## Extracted text
2.4.3.  VACATION. The Executive shall be entitled to five (5) weeks paid vacation per calendar year, with vacation time in calendar 2006 being a pro-rata four (4) weeks. The Executive will be entitled to payment in lieu of holidays accrued pro rata but not taken as at the date of termination of employment. If the Executive has taken more holiday than his accrued entitlement at the date of termination of his employment, the Company shall be entitled to deduct the appropriate amount from any payments due to the Executive (on the basis that each day of paid holiday is equal to 1/260 of the salary).
 
3.  EMPLOYMENT TERM; TERMINATION
 
3.1.  EMPLOYMENT TERM. The Executive’s employment hereunder shall commence on April 1, 2006 and, except as otherwise provided in Section 3.2 hereof, shall continue until March 31, 2009 (the “Initial Term”). No previous employment of the Executive shall count as part of his continuous period of employment. Thereafter, this Agreement shall continue, subject to the terms of this Agreement unless either (i) Employer and Executive agree to a new employment agreement, or (ii) until terminated by either party giving the other not less than three [3] months prior notice in writing, such notice to expire no earlier than March 31, 2009. Upon termination of this Agreement pursuant to this Sections 3.1 or 3.2 hereof, Executive shall be released from any duties hereunder (except as set forth in Section 5 hereof) and the obligations of Employer to Executive shall be as set forth in Sections 3.4 and 3.5 hereof only.

## Actions to take
a. According to the employment agreement text, on what date does the Executive's employment begin?
b. Extend the employment agreement text with new material that picks up after its final sentence.

## Supplied material
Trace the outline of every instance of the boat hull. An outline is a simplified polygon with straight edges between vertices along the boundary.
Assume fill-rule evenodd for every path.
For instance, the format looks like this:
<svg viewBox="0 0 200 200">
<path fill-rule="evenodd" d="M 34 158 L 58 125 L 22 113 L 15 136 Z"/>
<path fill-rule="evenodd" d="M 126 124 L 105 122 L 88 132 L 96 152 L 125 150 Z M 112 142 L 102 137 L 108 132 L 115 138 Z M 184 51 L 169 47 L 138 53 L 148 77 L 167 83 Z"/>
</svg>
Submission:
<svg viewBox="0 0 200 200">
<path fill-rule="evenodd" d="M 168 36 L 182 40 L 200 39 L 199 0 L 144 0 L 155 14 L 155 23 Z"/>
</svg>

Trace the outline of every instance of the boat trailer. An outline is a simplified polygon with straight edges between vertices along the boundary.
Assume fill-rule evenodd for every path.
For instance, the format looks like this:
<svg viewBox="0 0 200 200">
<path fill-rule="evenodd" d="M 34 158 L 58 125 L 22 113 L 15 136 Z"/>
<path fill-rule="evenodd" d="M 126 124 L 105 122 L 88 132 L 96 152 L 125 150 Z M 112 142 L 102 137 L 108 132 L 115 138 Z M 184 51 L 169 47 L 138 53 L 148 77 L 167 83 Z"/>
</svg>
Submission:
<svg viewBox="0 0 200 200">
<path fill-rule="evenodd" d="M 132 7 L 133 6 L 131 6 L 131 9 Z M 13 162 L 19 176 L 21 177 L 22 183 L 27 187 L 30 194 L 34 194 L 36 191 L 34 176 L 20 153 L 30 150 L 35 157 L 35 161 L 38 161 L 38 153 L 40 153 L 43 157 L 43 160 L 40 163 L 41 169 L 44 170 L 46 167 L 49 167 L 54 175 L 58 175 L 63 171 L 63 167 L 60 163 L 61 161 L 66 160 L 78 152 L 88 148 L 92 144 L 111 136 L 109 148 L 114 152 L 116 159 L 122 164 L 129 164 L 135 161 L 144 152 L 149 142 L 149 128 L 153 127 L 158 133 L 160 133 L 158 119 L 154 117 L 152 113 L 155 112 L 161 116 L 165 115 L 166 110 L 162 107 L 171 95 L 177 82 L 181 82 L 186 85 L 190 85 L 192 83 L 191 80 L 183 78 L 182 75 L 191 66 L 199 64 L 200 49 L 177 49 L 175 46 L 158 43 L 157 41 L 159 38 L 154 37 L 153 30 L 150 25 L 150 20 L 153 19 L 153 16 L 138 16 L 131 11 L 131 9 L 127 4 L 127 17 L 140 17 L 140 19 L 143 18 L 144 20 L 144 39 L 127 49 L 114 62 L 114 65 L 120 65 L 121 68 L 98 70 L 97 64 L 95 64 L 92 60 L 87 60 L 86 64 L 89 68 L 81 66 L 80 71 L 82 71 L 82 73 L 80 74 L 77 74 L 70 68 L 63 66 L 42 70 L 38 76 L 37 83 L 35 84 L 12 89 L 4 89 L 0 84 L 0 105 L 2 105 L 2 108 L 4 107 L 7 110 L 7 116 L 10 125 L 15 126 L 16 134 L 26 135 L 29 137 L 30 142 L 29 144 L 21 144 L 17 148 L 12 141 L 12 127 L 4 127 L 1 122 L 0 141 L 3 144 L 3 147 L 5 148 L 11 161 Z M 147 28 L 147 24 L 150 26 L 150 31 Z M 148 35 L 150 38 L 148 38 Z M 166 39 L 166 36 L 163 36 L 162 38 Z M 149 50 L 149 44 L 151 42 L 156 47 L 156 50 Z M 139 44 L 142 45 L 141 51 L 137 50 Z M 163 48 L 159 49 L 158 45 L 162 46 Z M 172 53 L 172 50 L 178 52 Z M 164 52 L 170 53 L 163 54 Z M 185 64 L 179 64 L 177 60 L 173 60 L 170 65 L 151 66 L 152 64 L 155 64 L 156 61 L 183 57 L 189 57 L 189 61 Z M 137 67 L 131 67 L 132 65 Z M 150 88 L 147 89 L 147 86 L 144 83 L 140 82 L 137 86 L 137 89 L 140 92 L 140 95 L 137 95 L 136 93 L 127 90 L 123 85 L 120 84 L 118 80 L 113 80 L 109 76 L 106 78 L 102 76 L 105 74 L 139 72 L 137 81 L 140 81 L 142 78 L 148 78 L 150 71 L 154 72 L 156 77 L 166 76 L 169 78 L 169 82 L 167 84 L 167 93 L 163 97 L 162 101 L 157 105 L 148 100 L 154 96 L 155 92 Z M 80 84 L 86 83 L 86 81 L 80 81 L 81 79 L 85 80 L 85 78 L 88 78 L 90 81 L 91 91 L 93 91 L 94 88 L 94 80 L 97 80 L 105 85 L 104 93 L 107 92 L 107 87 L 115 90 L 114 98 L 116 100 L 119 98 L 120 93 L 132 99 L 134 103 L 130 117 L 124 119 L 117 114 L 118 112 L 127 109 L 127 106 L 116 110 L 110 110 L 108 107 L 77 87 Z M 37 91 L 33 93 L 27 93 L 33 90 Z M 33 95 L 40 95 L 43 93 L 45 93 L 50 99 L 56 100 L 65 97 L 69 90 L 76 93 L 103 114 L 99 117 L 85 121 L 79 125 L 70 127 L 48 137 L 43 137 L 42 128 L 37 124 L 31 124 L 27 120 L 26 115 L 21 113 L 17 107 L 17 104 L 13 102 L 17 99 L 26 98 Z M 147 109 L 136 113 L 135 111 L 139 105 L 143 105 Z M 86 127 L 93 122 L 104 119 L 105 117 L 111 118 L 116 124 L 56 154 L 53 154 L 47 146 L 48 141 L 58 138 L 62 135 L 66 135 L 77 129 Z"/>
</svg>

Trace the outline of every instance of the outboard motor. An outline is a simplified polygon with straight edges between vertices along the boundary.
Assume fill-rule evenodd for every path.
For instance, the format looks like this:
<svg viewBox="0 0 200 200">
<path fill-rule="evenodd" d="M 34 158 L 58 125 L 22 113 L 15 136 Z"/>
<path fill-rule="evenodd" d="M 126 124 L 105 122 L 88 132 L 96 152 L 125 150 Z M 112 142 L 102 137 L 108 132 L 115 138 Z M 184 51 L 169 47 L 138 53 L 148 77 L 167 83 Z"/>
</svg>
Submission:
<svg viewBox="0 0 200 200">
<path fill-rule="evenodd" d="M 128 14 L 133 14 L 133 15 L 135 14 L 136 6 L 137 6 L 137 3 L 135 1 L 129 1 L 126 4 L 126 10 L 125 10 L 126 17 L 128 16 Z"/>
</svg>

## Answers
a. April 1, 2006.

b.
3.2.   SUMMARY DISMISSAL. If the Executive:
 
 
- 3 -

 
 
3.2.1.  in the reasonable opinion of the Company fails or neglects efficiently and diligently to discharge his/her duties or is guilty of any serious or (after having received a written warning from the CEO, COO or other Senior Corporate Executive) repeated breach of his obligations under this agreement (including any consent granted under it); or
 
3.2.2.  is guilty of serious misconduct or any other conduct which affects or in the reasonable opinion of the Company is likely to affect prejudicially the interests of the Company or any of its subsidiaries or is convicted of an arrestable offence (other than a road traffic offence for which a non-custodial penalty is imposed); or
 
3.2.3.  becomes bankrupt or makes any arrangement or composition with his/her creditors; or
 
3.2.4.  is disqualified from being a director of any company by reason of an order made by any competent court; or
 
3.2.5.  resigns as a director without the prior consent of the CEO; or
 
3.2.6.  is guilty of any breach or non-observance of any code of conduct, rule or regulation adopted by the Company or by any regulatory body or fails or ceases to be registered (where such registration is, in the opinion of the Company, required for the performance of his duties) by any regulatory body in the United Kingdom or elsewhere,
 
3.2.7.  the Company may (whether or not any notice of termination has been given under Section 3.2) by written notice to the Executive terminate this Agreement with immediate effect. A notice under paragraph 3.2.1 may be given by the Company to the Executive within 90 days of the end of any such period or periods of incapacity referred to in that paragraph.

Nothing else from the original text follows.